> **GOAL OF THE EXERCISE**: An exact copy of every entry is needed, without the pictures.

> **RECORDS**:
|---|
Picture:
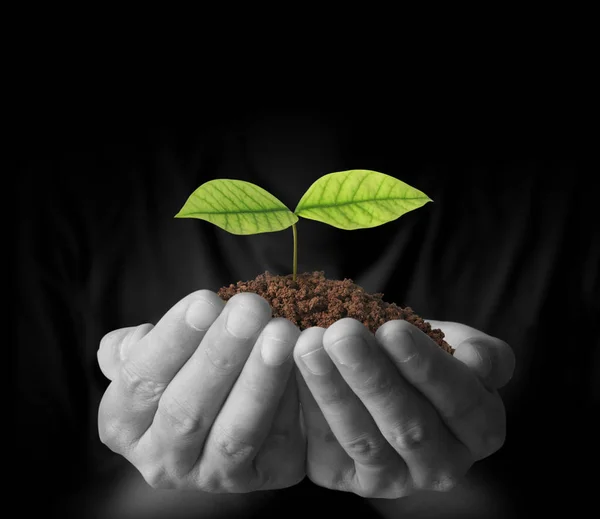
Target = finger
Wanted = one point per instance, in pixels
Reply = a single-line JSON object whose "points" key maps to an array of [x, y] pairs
{"points": [[114, 348], [435, 459], [491, 358], [193, 399], [281, 459], [475, 415], [244, 421], [130, 402], [327, 463], [375, 462]]}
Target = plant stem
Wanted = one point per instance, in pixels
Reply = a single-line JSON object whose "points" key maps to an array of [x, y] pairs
{"points": [[295, 268]]}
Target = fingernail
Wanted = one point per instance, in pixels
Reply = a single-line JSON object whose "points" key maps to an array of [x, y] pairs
{"points": [[350, 351], [274, 351], [404, 347], [242, 322], [201, 314], [317, 362]]}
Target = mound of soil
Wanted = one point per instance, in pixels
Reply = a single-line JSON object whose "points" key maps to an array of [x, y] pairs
|---|
> **COMPLETED TASK**:
Picture:
Target = finger
Wanted = one point per instance, in pixels
Reply = a single-line JSON object whose "points" key maps to an array of [x, y] pairs
{"points": [[114, 348], [435, 459], [491, 358], [193, 399], [281, 459], [475, 415], [244, 421], [130, 402], [327, 463], [375, 462]]}
Target = plant stem
Wanted = one point per instance, in pixels
Reply = a single-line JSON object whose "points" key maps to an array of [x, y] pairs
{"points": [[295, 268]]}
Target = fingernail
Wanted = one point per instance, in pixels
Reply = a single-line JSON object whose "points" key maps to an array of [x, y] pairs
{"points": [[350, 351], [274, 351], [404, 347], [242, 322], [201, 314], [317, 362]]}
Target = mound of soil
Wanted = one point per instance, in pixels
Reply = a single-line JSON object whose "points" key maps to an array of [x, y] pairs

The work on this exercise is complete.